[Task requirements]
Here are records with pictures in them. Copy all of them exactly and leave the pictures out.

[Stored items from a collection]

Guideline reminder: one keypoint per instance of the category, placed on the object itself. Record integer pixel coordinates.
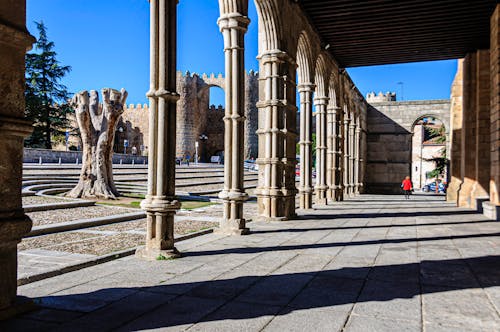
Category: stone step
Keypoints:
(84, 223)
(56, 206)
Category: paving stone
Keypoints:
(363, 262)
(363, 324)
(26, 325)
(276, 289)
(312, 319)
(390, 300)
(237, 316)
(176, 315)
(463, 308)
(117, 313)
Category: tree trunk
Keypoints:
(97, 123)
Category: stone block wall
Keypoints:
(390, 126)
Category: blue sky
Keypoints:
(107, 45)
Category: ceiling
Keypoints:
(376, 32)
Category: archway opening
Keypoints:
(429, 166)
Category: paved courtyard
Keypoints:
(372, 263)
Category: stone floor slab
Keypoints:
(371, 263)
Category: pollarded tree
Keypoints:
(46, 98)
(97, 123)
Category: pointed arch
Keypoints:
(270, 25)
(321, 76)
(333, 93)
(304, 59)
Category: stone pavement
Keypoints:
(373, 263)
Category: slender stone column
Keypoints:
(352, 151)
(305, 189)
(273, 203)
(346, 150)
(14, 224)
(357, 147)
(233, 27)
(321, 141)
(332, 151)
(339, 181)
(160, 203)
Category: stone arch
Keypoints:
(233, 6)
(304, 59)
(321, 76)
(270, 25)
(431, 115)
(333, 86)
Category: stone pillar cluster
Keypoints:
(160, 203)
(321, 187)
(332, 150)
(276, 187)
(14, 224)
(306, 101)
(475, 161)
(233, 28)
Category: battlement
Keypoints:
(371, 97)
(137, 107)
(211, 76)
(218, 108)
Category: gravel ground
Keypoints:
(35, 200)
(100, 244)
(61, 215)
(49, 240)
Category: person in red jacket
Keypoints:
(407, 187)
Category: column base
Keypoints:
(232, 227)
(21, 305)
(157, 254)
(232, 231)
(271, 219)
(491, 211)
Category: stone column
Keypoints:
(357, 146)
(456, 135)
(495, 113)
(305, 189)
(160, 203)
(346, 150)
(14, 224)
(339, 175)
(233, 27)
(321, 187)
(276, 69)
(480, 190)
(331, 162)
(352, 152)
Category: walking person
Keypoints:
(407, 187)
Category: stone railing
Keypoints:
(44, 156)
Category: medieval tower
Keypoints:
(197, 120)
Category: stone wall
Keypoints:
(389, 140)
(72, 157)
(194, 118)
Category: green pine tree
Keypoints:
(46, 98)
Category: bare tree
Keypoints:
(97, 123)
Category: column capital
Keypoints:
(306, 87)
(235, 21)
(322, 100)
(275, 56)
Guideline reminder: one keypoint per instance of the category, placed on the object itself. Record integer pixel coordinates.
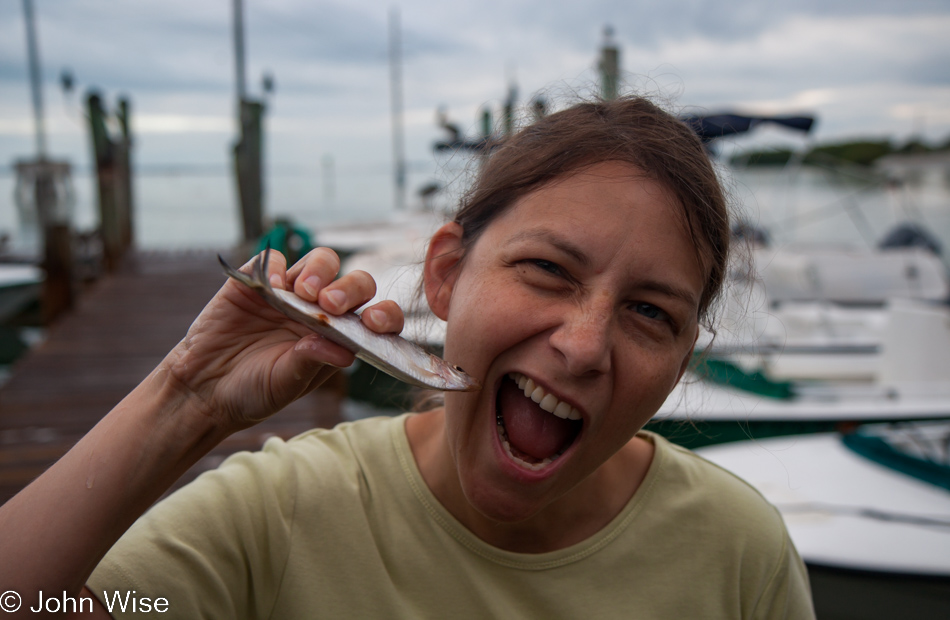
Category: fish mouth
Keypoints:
(535, 428)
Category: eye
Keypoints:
(546, 265)
(651, 312)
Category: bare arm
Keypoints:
(240, 362)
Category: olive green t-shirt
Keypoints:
(339, 524)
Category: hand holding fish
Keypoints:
(242, 360)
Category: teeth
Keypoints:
(548, 402)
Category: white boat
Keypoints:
(869, 512)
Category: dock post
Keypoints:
(104, 156)
(123, 159)
(44, 187)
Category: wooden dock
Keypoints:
(92, 357)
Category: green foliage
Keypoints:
(863, 153)
(859, 152)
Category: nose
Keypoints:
(584, 338)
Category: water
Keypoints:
(197, 209)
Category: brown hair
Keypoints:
(631, 130)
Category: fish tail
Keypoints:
(243, 278)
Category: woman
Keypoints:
(573, 282)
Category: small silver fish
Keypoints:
(390, 353)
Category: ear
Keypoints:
(688, 358)
(443, 259)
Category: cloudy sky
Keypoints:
(866, 68)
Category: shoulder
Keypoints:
(715, 500)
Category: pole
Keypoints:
(36, 84)
(239, 53)
(395, 91)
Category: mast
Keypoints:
(609, 66)
(239, 52)
(248, 151)
(395, 91)
(36, 82)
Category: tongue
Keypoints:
(530, 429)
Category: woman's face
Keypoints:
(589, 288)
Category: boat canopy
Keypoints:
(712, 126)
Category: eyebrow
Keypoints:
(575, 252)
(556, 240)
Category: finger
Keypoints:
(349, 292)
(276, 264)
(313, 272)
(384, 317)
(314, 351)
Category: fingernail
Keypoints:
(337, 297)
(376, 316)
(312, 285)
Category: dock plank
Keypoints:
(92, 357)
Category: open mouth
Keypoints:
(534, 426)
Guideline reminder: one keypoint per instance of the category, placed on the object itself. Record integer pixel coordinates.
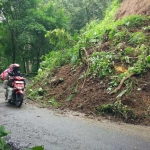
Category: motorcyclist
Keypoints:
(7, 77)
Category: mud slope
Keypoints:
(130, 7)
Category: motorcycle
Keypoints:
(16, 91)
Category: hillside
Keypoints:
(136, 7)
(112, 78)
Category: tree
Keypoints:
(26, 23)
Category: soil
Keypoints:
(69, 89)
(129, 7)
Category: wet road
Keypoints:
(32, 126)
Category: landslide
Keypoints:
(122, 53)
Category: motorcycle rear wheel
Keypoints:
(19, 100)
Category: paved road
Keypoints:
(31, 126)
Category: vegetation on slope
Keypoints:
(111, 52)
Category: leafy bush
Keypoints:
(101, 64)
(117, 109)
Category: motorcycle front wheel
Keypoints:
(19, 99)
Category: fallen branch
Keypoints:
(121, 83)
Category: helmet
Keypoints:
(11, 67)
(16, 67)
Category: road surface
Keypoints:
(31, 125)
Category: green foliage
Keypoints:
(3, 144)
(101, 64)
(53, 102)
(137, 38)
(3, 132)
(36, 148)
(59, 38)
(117, 109)
(70, 97)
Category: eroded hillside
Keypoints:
(114, 81)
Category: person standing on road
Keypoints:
(7, 78)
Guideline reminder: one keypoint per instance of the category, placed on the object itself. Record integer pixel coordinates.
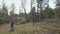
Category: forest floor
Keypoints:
(38, 28)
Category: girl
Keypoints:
(12, 23)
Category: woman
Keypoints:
(12, 23)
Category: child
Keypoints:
(12, 23)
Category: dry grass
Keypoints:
(46, 27)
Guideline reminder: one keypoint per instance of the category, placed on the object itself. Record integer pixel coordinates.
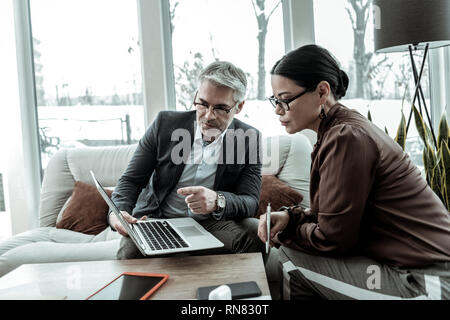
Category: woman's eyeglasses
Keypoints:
(284, 103)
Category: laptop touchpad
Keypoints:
(190, 231)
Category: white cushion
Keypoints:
(46, 252)
(296, 169)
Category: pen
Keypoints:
(268, 228)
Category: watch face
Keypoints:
(221, 202)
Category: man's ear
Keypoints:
(239, 107)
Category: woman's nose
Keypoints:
(279, 110)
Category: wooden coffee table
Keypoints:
(78, 280)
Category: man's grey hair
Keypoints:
(226, 74)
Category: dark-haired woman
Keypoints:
(375, 230)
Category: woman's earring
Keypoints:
(322, 114)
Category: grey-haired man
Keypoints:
(204, 163)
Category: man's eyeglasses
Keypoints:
(218, 110)
(284, 103)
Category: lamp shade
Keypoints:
(400, 23)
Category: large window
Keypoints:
(87, 73)
(248, 33)
(380, 83)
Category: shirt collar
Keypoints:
(199, 137)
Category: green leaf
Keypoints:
(443, 131)
(420, 125)
(401, 132)
(445, 161)
(429, 161)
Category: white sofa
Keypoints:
(287, 157)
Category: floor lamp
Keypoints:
(410, 25)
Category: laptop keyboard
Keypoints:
(160, 235)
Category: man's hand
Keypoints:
(199, 199)
(115, 222)
(279, 220)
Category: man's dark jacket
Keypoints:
(152, 173)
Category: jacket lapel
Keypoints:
(191, 126)
(221, 166)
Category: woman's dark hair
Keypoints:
(307, 66)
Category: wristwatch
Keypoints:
(220, 204)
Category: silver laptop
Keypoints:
(163, 236)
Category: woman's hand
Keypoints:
(278, 220)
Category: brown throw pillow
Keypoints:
(86, 212)
(277, 193)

[Response to the task]
Guideline reminder: one keypoint per instance of the category, placed on the object itself. Record integer pixel coordinates.
Category: stone step
Keypoints:
(84, 223)
(56, 206)
Category: paving stone
Keypoints:
(363, 262)
(363, 324)
(26, 325)
(276, 289)
(312, 319)
(390, 300)
(237, 316)
(176, 315)
(463, 308)
(117, 313)
Category: tree trunk
Keypoints:
(97, 123)
Category: stone block wall
Keypoints:
(390, 126)
Category: blue sky
Keypoints:
(107, 45)
Category: ceiling
Keypoints:
(376, 32)
Category: archway opening
Keypoints:
(429, 166)
Category: paved courtyard
Keypoints:
(372, 263)
Category: stone floor slab
Keypoints:
(371, 263)
Category: pollarded tree
Keypoints:
(46, 98)
(97, 123)
Category: pointed arch
Keypoints:
(270, 25)
(321, 76)
(333, 93)
(304, 59)
Category: stone pavement
Keypoints:
(373, 263)
Category: slender stone column
Keypoints:
(352, 151)
(305, 189)
(273, 203)
(346, 150)
(14, 224)
(357, 147)
(233, 27)
(321, 141)
(332, 151)
(339, 181)
(160, 203)
Category: stone arch
Keypoints:
(233, 6)
(304, 59)
(321, 76)
(270, 25)
(431, 115)
(333, 86)
Category: stone pillar cluster
Keypoints:
(160, 203)
(321, 187)
(332, 150)
(276, 187)
(14, 224)
(306, 101)
(475, 161)
(233, 28)
Category: battlement
Keypoints:
(371, 97)
(137, 107)
(211, 76)
(218, 108)
Category: gravel ground
Keypoints:
(35, 200)
(100, 244)
(61, 215)
(49, 240)
Category: person in red jacket
Keypoints:
(407, 187)
Category: column base
Keypoints:
(232, 227)
(21, 305)
(157, 254)
(232, 231)
(271, 219)
(491, 211)
Category: stone column
Keypoints:
(357, 146)
(456, 135)
(495, 113)
(305, 189)
(160, 203)
(346, 150)
(14, 224)
(339, 175)
(233, 27)
(321, 187)
(276, 69)
(480, 190)
(331, 162)
(352, 152)
Category: walking person
Keypoints:
(407, 187)
Category: stone railing
Keypoints:
(44, 156)
Category: medieval tower
Keypoints:
(197, 120)
Category: stone wall
Keypoints:
(389, 140)
(72, 157)
(194, 118)
Category: green pine tree
Keypoints:
(46, 98)
Category: bare tree
Keypoints:
(97, 123)
Category: column capital
Keypoints:
(306, 87)
(235, 21)
(322, 100)
(275, 56)
Guideline reminder: one keypoint per instance of the category, placed on the object itself. Record integer pixel coordinates.
Category: fish mouth
Keypoints:
(535, 428)
Category: eye
Keypoints:
(546, 265)
(651, 312)
Category: bare arm
Keypoints:
(240, 362)
Category: olive green t-shirt
Keypoints:
(339, 524)
Category: hand holding fish
Keypoints:
(242, 360)
Category: teeth
Keypoints:
(548, 402)
Category: white boat
Keypoints:
(869, 512)
Category: dock post
Keypoints:
(104, 156)
(123, 159)
(44, 187)
Category: wooden dock
Keypoints:
(92, 357)
Category: green foliage
Keypoints:
(863, 153)
(859, 152)
Category: nose
Keypoints:
(584, 338)
Category: water
Keypoints:
(197, 209)
Category: brown hair
Keypoints:
(631, 130)
Category: fish tail
Keypoints:
(243, 278)
Category: woman
Keypoints:
(573, 282)
Category: small silver fish
Keypoints:
(390, 353)
Category: ear
Keypoints:
(688, 358)
(443, 259)
Category: cloudy sky
Keypoints:
(866, 68)
Category: shoulder
Keypoints:
(715, 500)
Category: pole
Keypoints:
(36, 84)
(239, 53)
(395, 91)
Category: mast
Keypoints:
(609, 66)
(239, 52)
(248, 151)
(395, 91)
(36, 82)
Category: tongue
Keypoints:
(530, 429)
Category: woman's face
Keypoints:
(589, 288)
Category: boat canopy
Keypoints:
(712, 126)
Category: eyebrow
Keypoints:
(575, 252)
(556, 240)
Category: finger
Keypoints:
(349, 292)
(276, 264)
(313, 272)
(384, 317)
(314, 351)
Category: fingernail
Keypoints:
(337, 297)
(376, 316)
(312, 285)
Category: dock plank
Keypoints:
(92, 357)
Category: open mouth
Keypoints:
(534, 426)
Guideline reminder: one keypoint per instance of the category, placed on the object itself. Record integer pixel coordinates.
Category: motorcyclist
Keypoints:
(7, 77)
Category: mud slope
Keypoints:
(130, 7)
Category: motorcycle
Keypoints:
(16, 91)
Category: hillside
Keypoints:
(136, 7)
(112, 78)
Category: tree
Keypoints:
(26, 23)
Category: soil
Keypoints:
(69, 89)
(129, 7)
Category: wet road
Keypoints:
(32, 126)
Category: landslide
Keypoints:
(122, 53)
Category: motorcycle rear wheel
Keypoints:
(19, 100)
Category: paved road
Keypoints:
(31, 126)
Category: vegetation on slope
Keypoints:
(111, 52)
Category: leafy bush
Keypoints:
(101, 64)
(117, 109)
Category: motorcycle front wheel
Keypoints:
(19, 99)
Category: fallen branch
Keypoints:
(121, 83)
Category: helmet
Keypoints:
(11, 67)
(16, 67)
Category: road surface
Keypoints:
(31, 125)
Category: green foliage
Keypoints:
(3, 144)
(101, 64)
(53, 102)
(137, 38)
(3, 132)
(36, 148)
(59, 38)
(117, 109)
(70, 97)
Category: eroded hillside
Keypoints:
(114, 81)
Category: person standing on road
Keypoints:
(7, 78)
Guideline reminder: one keypoint per instance of the category, placed on the object itself. Record integer pixel coordinates.
Category: forest floor
Keypoints:
(38, 28)
Category: girl
Keypoints:
(12, 23)
Category: woman
Keypoints:
(12, 23)
Category: child
Keypoints:
(12, 23)
Category: dry grass
Keypoints:
(46, 27)
Guideline reminder: one keypoint per instance of the category, placed on the object itself. Record integer pixel coordinates.
Category: woman's eyeglasses
Keypoints:
(284, 103)
Category: laptop touchpad
Keypoints:
(190, 231)
Category: white cushion
Keypoints:
(46, 252)
(296, 169)
Category: pen
Keypoints:
(268, 228)
Category: watch face
Keypoints:
(221, 202)
Category: man's ear
Keypoints:
(239, 107)
Category: woman's nose
Keypoints:
(279, 110)
Category: wooden coffee table
Keypoints:
(78, 280)
Category: man's grey hair
Keypoints:
(226, 74)
Category: dark-haired woman
Keypoints:
(375, 230)
Category: woman's earring
Keypoints:
(322, 114)
Category: grey-haired man
Keypoints:
(204, 163)
Category: man's eyeglasses
Keypoints:
(218, 110)
(284, 103)
Category: lamp shade
Keypoints:
(400, 23)
Category: large window
Keypoints:
(87, 73)
(248, 33)
(380, 83)
Category: shirt collar
Keypoints:
(199, 137)
Category: green leaf
Keypoints:
(443, 131)
(420, 125)
(401, 132)
(445, 161)
(429, 161)
Category: white sofa
Keypoints:
(287, 157)
Category: floor lamp
Keypoints:
(410, 25)
Category: laptop keyboard
Keypoints:
(160, 235)
Category: man's hand
Keypoints:
(199, 199)
(115, 222)
(279, 220)
Category: man's dark jacket
Keypoints:
(152, 173)
Category: jacket lapel
Keypoints:
(191, 126)
(221, 166)
Category: woman's dark hair
Keypoints:
(307, 66)
Category: wristwatch
Keypoints:
(220, 204)
Category: silver laptop
Keypoints:
(163, 236)
Category: woman's hand
Keypoints:
(278, 220)
Category: brown throw pillow
Keypoints:
(86, 212)
(277, 193)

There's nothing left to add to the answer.